◆ Required work
Pick out each line of the data below that contains the word "metal", and copy those lines.

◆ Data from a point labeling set
-- START --

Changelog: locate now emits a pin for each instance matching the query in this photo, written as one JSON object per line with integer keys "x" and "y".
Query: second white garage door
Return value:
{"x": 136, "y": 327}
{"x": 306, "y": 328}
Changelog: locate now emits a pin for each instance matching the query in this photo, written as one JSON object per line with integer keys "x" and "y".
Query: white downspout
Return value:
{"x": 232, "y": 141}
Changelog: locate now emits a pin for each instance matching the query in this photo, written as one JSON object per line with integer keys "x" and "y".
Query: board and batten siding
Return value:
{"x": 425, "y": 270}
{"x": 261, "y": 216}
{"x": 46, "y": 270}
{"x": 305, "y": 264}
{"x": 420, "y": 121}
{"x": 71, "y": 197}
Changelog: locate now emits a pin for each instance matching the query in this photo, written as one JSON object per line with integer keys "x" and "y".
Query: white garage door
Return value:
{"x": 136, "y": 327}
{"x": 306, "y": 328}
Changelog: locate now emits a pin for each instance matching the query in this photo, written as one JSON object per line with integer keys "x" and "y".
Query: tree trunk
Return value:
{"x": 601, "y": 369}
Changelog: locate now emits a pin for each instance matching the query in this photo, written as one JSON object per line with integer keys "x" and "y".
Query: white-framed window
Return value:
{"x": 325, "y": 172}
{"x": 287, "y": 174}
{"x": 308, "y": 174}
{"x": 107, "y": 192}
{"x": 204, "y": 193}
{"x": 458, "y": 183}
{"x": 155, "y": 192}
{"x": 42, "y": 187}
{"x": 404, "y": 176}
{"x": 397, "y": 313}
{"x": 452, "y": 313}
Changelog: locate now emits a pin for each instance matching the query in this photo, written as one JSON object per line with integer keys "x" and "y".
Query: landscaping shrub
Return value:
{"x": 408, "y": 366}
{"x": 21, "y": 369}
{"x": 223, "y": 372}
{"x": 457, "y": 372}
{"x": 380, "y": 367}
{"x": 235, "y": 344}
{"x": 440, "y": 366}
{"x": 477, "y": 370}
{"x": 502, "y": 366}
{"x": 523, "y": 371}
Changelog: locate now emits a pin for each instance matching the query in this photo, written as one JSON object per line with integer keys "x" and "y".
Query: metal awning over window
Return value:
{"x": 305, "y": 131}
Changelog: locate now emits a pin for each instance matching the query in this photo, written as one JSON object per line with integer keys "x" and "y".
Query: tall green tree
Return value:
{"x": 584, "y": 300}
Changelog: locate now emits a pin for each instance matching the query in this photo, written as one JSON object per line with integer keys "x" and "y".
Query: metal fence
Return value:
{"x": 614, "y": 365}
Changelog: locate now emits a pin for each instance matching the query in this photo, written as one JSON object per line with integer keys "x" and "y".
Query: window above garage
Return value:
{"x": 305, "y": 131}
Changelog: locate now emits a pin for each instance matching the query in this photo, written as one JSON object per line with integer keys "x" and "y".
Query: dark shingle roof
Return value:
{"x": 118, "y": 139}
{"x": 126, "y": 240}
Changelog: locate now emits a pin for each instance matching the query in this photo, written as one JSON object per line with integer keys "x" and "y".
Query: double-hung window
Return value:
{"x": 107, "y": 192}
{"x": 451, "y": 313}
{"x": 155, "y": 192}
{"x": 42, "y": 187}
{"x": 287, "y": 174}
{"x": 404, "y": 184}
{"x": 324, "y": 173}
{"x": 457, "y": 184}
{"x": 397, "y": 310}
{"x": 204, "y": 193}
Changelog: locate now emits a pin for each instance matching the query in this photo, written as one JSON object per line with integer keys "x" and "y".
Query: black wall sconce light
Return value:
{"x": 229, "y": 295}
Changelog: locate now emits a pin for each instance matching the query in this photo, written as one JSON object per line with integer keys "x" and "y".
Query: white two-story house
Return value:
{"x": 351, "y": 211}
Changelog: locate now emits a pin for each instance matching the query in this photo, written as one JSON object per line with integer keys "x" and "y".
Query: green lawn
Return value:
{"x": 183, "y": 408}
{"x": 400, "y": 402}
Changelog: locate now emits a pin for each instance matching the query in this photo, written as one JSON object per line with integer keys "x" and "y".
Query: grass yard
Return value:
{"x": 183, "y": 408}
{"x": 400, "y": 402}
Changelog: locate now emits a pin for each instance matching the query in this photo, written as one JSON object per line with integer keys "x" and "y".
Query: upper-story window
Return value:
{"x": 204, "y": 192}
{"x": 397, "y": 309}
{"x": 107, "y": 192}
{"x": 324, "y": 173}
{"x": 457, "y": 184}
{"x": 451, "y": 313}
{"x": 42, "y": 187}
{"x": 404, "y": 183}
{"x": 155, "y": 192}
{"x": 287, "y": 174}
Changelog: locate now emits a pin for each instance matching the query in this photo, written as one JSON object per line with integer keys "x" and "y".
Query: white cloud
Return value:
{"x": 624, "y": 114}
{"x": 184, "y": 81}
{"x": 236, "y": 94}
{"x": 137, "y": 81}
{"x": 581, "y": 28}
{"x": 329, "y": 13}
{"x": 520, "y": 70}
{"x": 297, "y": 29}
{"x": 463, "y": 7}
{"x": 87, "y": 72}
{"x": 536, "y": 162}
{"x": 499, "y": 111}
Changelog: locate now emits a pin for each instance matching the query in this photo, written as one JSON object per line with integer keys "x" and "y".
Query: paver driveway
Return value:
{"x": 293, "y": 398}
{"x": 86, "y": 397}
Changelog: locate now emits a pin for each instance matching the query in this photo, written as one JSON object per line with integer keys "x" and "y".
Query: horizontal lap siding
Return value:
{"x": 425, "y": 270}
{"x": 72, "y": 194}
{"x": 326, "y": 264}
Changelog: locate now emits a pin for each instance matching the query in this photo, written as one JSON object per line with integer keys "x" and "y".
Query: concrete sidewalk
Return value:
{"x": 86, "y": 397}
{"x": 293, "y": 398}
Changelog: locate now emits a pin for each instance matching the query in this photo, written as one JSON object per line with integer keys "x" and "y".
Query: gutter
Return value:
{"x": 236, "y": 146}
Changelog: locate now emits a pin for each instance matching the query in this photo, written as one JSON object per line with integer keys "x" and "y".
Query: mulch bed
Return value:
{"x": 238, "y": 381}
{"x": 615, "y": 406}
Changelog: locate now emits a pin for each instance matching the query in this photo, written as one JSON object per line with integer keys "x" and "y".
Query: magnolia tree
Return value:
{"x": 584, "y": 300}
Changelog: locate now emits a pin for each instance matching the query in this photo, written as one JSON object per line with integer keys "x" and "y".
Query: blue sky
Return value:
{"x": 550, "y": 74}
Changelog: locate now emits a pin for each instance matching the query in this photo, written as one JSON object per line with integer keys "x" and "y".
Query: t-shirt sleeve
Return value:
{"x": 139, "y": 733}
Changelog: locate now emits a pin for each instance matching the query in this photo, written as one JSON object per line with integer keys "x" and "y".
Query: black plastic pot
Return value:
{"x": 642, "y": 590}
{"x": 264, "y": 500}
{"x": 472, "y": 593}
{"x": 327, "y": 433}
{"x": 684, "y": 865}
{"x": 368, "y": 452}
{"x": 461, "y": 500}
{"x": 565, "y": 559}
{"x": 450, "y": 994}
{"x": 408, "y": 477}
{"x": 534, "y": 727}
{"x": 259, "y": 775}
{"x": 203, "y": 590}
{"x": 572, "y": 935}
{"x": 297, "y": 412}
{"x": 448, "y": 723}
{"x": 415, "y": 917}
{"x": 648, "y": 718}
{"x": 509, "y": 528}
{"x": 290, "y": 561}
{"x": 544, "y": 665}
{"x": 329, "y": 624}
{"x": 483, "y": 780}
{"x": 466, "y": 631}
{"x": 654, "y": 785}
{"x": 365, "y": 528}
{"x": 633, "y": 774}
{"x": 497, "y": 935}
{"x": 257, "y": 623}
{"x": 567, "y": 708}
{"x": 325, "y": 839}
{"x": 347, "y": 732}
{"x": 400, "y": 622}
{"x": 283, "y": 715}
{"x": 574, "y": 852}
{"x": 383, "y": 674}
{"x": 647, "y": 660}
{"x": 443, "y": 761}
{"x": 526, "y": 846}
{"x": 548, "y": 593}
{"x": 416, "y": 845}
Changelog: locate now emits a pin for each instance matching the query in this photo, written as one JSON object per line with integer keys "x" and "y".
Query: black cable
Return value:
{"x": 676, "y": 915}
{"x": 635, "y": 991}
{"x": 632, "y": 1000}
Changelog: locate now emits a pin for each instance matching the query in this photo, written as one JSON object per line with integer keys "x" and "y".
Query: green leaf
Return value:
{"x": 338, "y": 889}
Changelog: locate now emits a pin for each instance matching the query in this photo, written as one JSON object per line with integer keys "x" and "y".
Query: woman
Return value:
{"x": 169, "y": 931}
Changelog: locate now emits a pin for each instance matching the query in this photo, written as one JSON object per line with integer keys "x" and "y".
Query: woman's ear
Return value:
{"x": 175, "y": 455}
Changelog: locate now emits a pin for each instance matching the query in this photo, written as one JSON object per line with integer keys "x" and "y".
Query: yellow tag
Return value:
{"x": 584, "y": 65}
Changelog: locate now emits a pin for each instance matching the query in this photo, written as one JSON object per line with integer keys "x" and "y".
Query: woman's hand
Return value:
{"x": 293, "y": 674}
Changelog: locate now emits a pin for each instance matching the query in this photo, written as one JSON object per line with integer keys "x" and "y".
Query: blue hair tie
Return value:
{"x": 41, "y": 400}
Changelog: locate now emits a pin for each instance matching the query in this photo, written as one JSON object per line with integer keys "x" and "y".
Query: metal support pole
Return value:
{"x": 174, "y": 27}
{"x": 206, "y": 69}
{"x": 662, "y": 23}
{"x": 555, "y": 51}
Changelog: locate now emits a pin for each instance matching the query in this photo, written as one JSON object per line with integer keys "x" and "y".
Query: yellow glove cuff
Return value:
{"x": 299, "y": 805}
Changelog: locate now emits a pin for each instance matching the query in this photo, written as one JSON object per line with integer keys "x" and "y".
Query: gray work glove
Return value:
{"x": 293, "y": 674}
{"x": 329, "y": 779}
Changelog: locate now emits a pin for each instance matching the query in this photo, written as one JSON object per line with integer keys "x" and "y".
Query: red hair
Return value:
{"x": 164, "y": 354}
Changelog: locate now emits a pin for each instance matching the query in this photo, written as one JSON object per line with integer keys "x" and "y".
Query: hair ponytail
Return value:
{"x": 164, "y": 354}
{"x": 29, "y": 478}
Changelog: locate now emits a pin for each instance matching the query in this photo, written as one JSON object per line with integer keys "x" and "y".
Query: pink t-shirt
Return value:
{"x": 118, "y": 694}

-- END --

◆ Right answer
Query: metal awning over window
Query: metal fence
Query: metal support pole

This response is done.